Как мы видим, трагическое воззрение в «Вакханках» стремится к той же цели, что и в «Царе Эдипе». Она растворяет мифологические и ритуальные ценности во взаимном насилии. Она обнажает произвольность всех различий. Она неумолимо подводит нас к решающему вопросу по поводу как мифа, так и всего культурного порядка в целом. Софокл останавливается, не задав этот вопрос, и подорванные ценности мифа в конечном счете заново подтверждаются. В случае «Вакханок» происходит то же самое. Сперва симметрия утверждается настолько беспощадно, что стирает, как мы только что видели, различия между человеком и богом. Божественное превратилось всего лишь в предмет спора между двумя соперниками:

Не правда ли, тебе приятно, когда народ толпится у дверей дворца, когда город величает имя Пенфея? Так же и он, полагаю я, радуется, когда его чествуют

[315–320, пер. Ф. Ф. Зелинского]

Однако в финале пьесы специфичность божественного заново утверждена, причем самым страшным образом. Начинает казаться, что схватка между всемогуществом Диониса и греховной слабостью Пенфея была неравной с самого начала. Торжествуя, различие снова скрывает трагическую симметрию. И сама трагедия в очередной раз оказывается колебанием между дерзостью и робостью. В случае Софокла только противоречие между симметрией трагического действия и асимметрией мифологического содержания позволяет утверждать, что поэт, сознательно или нет, отступил перед еще большей дерзостью. В случае «Вакханок» перед нами те же текстовые оппозиции, и тот же тип анализа приведет нас к тем же выводам: Еврипид тоже отступает перед еще большей дерзостью. Но на этот раз отступление это не молчаливое. Во многих трагедиях есть пассажи — слишком откровенные и частые, чтобы от них отмахнуться, — которые обнажают решение поэта и пытаются его оправдать:

Необузданным речам, попирающему закон и веру неразумию конец — несчастье… Не в том, стало быть, мудрость, чтобы мудрствовать и возвышаться в своей гордыне над долею смертного. Коротка наша жизнь; кто тем не менее ставит себе слишком высокую цель, тот лишает себя даже минутных радостей жизни; безумным, полагаю я, и нездравомыслящим людям свойствен такой нрав… Вот где мудрость: умом и сердцем сторониться от безмерно умных людей. Веру и обряды простого народа — их принимаем и мы

[390–430, пер. Ф. Ф. Зелинского]

Критики расходятся по вопросу о смысле подобных пассажей, и большая часть современной полемики о Еврипиде вертится вокруг этой проблемы. Но, возможно, весь вопрос изначально ложен из-за постулата, общего для всех толкователей и кажущегося им настолько неоспоримым, что они его даже не формулируют. Этот постулат касается природы того знания, перед которым поэт отступает. Решено a priori, что не может иметься в виду то знание, которого нет у нас. Мысль, будто столь далекий от «современности» поэт, как Еврипид, мог затронуть опасность, нам совершенно неведомую, угадывать истину, нам совершенно недоступную, кажется слишком смехотворной, чтобы ее обсуждать.
◇ ◇ ◇ ◇
**ЗАДАНИЕ 1:** Пожалуйста, переведите на английский язык предложение из текста о «Вакханках»: «Критики расходятся по вопросу о смысле подобных пассажей, и большая часть современной полемики о Еврипиде вертится вокруг этой проблемы».
**ЗАДАНИЕ 2:** Что, согласно тексту о «Вакханках», происходит со специфичностью божественного в финале пьесы?
**ЗАДАНИЕ 3:** Напишите, что следует в тексте о «Вакханках» за его последним предложением.
Записи для работы не понадобятся.

**ПРЕДОСТАВЛЕННЫЕ ДАННЫЕ:**
◇ ◇ ◇ ◇
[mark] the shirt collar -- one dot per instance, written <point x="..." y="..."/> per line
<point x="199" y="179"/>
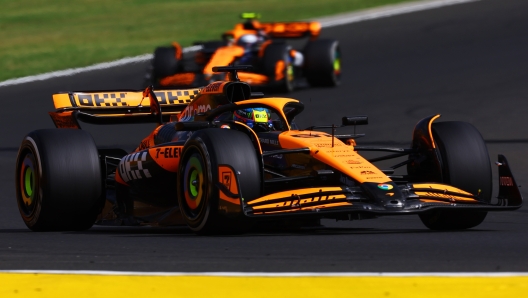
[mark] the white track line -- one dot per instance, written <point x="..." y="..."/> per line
<point x="326" y="22"/>
<point x="275" y="274"/>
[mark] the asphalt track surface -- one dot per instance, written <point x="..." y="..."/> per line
<point x="467" y="62"/>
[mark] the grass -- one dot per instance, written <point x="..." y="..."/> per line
<point x="45" y="35"/>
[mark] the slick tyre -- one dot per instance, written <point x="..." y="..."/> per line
<point x="58" y="180"/>
<point x="322" y="63"/>
<point x="164" y="63"/>
<point x="466" y="165"/>
<point x="277" y="66"/>
<point x="198" y="192"/>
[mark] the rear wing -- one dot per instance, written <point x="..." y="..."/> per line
<point x="117" y="107"/>
<point x="292" y="29"/>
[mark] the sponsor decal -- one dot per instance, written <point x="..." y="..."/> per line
<point x="385" y="186"/>
<point x="361" y="167"/>
<point x="368" y="173"/>
<point x="131" y="167"/>
<point x="226" y="179"/>
<point x="326" y="145"/>
<point x="305" y="135"/>
<point x="144" y="145"/>
<point x="102" y="99"/>
<point x="176" y="97"/>
<point x="118" y="99"/>
<point x="191" y="110"/>
<point x="269" y="141"/>
<point x="505" y="181"/>
<point x="168" y="152"/>
<point x="213" y="87"/>
<point x="352" y="162"/>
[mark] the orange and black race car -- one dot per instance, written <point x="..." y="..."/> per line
<point x="276" y="65"/>
<point x="223" y="157"/>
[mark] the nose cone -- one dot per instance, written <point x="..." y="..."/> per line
<point x="387" y="195"/>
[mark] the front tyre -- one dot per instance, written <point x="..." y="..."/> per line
<point x="322" y="63"/>
<point x="58" y="180"/>
<point x="198" y="193"/>
<point x="466" y="165"/>
<point x="277" y="65"/>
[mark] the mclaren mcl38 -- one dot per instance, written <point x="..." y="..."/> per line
<point x="222" y="158"/>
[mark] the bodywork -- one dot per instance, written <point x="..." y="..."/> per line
<point x="305" y="172"/>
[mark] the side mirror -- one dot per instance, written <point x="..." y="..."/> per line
<point x="354" y="120"/>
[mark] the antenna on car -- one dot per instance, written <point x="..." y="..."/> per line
<point x="232" y="70"/>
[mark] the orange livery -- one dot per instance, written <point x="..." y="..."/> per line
<point x="227" y="157"/>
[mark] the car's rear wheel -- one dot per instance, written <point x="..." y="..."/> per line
<point x="198" y="177"/>
<point x="466" y="165"/>
<point x="58" y="180"/>
<point x="277" y="65"/>
<point x="164" y="63"/>
<point x="322" y="63"/>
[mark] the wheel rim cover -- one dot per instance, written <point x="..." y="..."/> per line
<point x="194" y="175"/>
<point x="337" y="63"/>
<point x="27" y="184"/>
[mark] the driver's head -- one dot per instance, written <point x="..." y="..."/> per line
<point x="253" y="117"/>
<point x="248" y="40"/>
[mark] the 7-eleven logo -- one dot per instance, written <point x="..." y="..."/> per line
<point x="226" y="179"/>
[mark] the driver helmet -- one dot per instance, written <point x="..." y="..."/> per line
<point x="247" y="41"/>
<point x="254" y="116"/>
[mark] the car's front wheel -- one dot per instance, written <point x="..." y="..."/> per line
<point x="466" y="165"/>
<point x="199" y="177"/>
<point x="58" y="180"/>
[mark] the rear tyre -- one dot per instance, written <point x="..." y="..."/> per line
<point x="277" y="65"/>
<point x="164" y="63"/>
<point x="198" y="195"/>
<point x="58" y="180"/>
<point x="322" y="63"/>
<point x="466" y="165"/>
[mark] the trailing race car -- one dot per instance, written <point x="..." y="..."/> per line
<point x="223" y="157"/>
<point x="276" y="65"/>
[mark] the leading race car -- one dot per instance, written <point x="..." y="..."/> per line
<point x="223" y="157"/>
<point x="276" y="65"/>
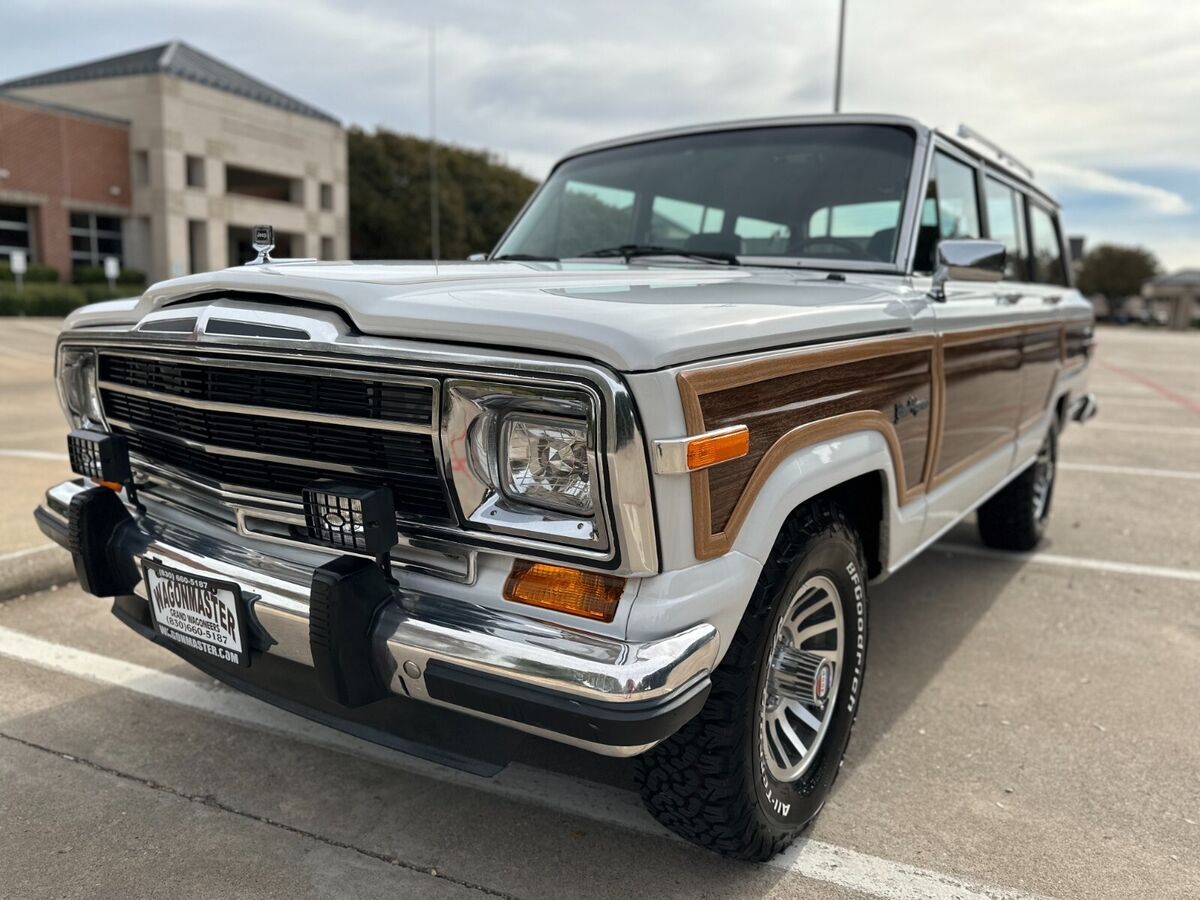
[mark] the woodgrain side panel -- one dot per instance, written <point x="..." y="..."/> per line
<point x="982" y="396"/>
<point x="941" y="402"/>
<point x="795" y="400"/>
◇ ◇ ◇ ◇
**ОЖИДАЕМЫЙ ОТВЕТ 1:** Critics disagree about the meaning of such passages, and most of the current debate about Euripides revolves around this problem.

**ОЖИДАЕМЫЙ ОТВЕТ 2:** В финале пьесы она заново утверждена, причем самым страшным образом.

**ОЖИДАЕМЫЙ ОТВЕТ 3:**
Современные люди убеждены, что Еврипид отступает перед скептицизмом, которым сами они так гордятся и который не может найти у религии никакого реального предмета и объявляет его просто «воображаемым». Принято считать, что Еврипид не решается — из-за моральных приличий или просто из-за предрассудков — признать, что религия — это сплошная мистификация, «утешительная» или «репрессивная» в зависимости от обстоятельств иллюзия, «фантазм».

Романтический и современный интеллектуал считает себя самым беспощадным идолоборцем в истории человечества. Он спрашивает, не слишком ли Еврипид «буржуазен» для того почета, которым его всегда окружала традиция.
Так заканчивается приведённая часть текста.